> **WORK TO DO**: Report each line in the items below that contains the word "body", copying every such line in full.

> **STORED ROWS**:
═══

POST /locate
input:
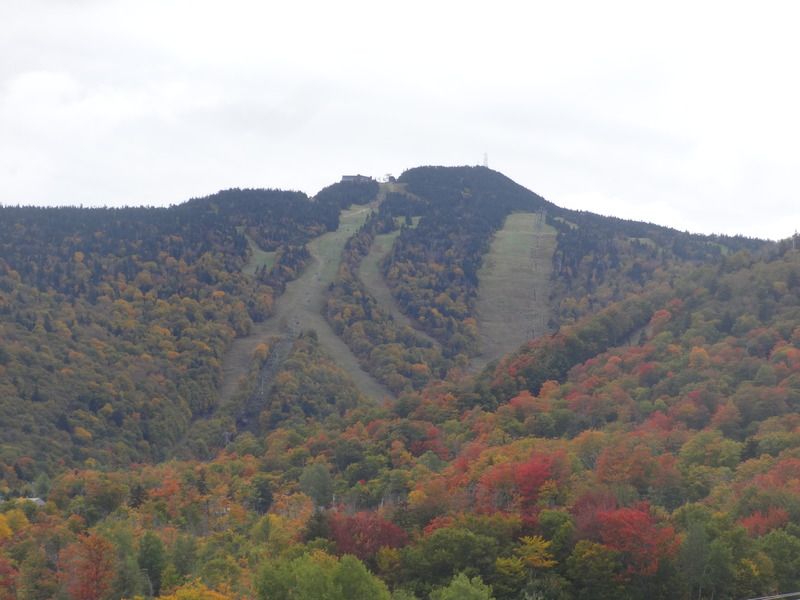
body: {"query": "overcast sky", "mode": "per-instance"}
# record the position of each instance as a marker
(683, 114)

═══

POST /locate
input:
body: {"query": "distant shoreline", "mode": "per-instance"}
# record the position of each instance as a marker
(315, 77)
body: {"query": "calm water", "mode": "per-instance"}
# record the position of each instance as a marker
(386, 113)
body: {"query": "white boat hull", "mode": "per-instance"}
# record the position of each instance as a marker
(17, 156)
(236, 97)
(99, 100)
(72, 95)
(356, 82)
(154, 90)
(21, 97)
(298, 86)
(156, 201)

═══

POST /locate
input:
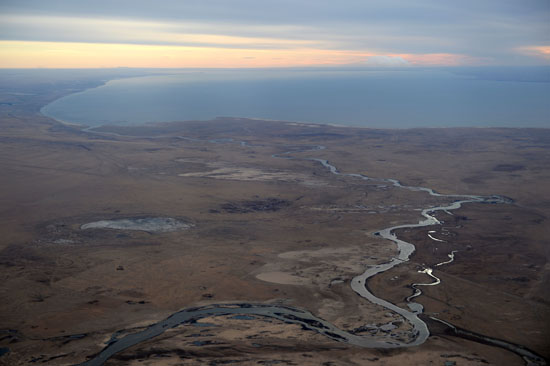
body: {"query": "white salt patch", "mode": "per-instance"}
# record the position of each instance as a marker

═══

> **SOLUTION FOR THIS EXERCISE**:
body: {"query": "overcast sky", "mode": "per-instance"}
body: {"query": "distant shoreline", "mode": "per-instance"}
body: {"query": "calm water", "mode": "per-instance"}
body: {"query": "white boat hull", "mode": "per-instance"}
body: {"query": "white salt patch", "mode": "per-instance"}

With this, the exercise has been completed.